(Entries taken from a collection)
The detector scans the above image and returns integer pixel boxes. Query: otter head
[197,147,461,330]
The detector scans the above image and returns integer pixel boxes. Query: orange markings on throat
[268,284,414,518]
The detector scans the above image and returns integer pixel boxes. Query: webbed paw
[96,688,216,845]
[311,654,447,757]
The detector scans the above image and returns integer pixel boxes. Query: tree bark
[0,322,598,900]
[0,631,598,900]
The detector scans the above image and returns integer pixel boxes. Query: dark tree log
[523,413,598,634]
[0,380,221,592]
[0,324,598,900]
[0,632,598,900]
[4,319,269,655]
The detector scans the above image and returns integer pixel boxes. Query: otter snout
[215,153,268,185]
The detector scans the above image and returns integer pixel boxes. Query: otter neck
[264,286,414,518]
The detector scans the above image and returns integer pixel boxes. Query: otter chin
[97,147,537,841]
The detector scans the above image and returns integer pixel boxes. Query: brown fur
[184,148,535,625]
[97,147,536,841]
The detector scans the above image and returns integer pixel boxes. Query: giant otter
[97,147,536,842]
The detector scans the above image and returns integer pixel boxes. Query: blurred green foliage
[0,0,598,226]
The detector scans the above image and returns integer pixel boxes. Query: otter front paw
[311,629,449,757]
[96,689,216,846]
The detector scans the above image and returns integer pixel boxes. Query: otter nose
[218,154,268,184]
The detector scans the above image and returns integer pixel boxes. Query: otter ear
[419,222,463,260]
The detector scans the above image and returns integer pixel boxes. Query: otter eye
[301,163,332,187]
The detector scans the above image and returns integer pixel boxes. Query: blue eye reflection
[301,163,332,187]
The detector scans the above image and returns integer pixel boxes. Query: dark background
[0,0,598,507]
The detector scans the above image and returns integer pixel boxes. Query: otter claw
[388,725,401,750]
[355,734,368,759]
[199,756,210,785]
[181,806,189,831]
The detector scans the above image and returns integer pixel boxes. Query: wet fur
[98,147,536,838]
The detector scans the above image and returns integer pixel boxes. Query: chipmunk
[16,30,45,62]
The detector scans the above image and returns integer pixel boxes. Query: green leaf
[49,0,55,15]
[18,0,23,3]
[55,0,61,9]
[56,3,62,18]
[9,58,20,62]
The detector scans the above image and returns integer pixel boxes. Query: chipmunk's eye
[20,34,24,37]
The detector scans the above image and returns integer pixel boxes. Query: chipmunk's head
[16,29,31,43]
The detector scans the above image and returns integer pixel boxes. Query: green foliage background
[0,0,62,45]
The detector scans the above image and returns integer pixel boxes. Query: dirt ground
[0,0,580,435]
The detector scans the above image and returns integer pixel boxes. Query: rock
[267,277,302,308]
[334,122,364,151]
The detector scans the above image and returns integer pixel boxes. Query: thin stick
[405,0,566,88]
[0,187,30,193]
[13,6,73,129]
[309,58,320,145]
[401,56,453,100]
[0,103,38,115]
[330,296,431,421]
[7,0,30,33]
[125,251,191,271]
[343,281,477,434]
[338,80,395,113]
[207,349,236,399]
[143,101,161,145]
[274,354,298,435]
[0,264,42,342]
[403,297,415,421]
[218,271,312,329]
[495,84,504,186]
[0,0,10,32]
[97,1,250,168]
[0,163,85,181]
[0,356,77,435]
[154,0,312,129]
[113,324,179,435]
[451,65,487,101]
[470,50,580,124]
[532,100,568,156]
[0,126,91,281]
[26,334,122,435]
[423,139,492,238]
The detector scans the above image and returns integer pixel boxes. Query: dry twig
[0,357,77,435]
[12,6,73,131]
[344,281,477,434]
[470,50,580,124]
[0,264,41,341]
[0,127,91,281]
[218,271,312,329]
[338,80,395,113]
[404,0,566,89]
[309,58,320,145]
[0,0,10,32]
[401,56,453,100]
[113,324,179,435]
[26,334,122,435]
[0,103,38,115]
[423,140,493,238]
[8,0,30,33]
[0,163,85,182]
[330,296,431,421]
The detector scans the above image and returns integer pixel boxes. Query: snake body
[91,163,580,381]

▶ _SET EXERCISE_
Recast the lines above, from the start of the records through the line containing "[0,631,598,900]", as a numbered list, leaving out any blank lines.

▶ _SOLUTION_
1. The detector scans the above image and returns integer pixel boxes. Query: otter head
2. [197,147,461,330]
3. The detector scans the above image and returns integer pixel boxes. Query: orange markings on throat
4. [268,284,414,518]
5. The detector scans the above image and returns integer pixel boxes. Query: webbed paw
6. [96,688,216,845]
7. [311,654,447,757]
8. The detector scans the above image and returns integer pixel boxes. Query: tree bark
9. [0,322,598,900]
10. [0,631,598,900]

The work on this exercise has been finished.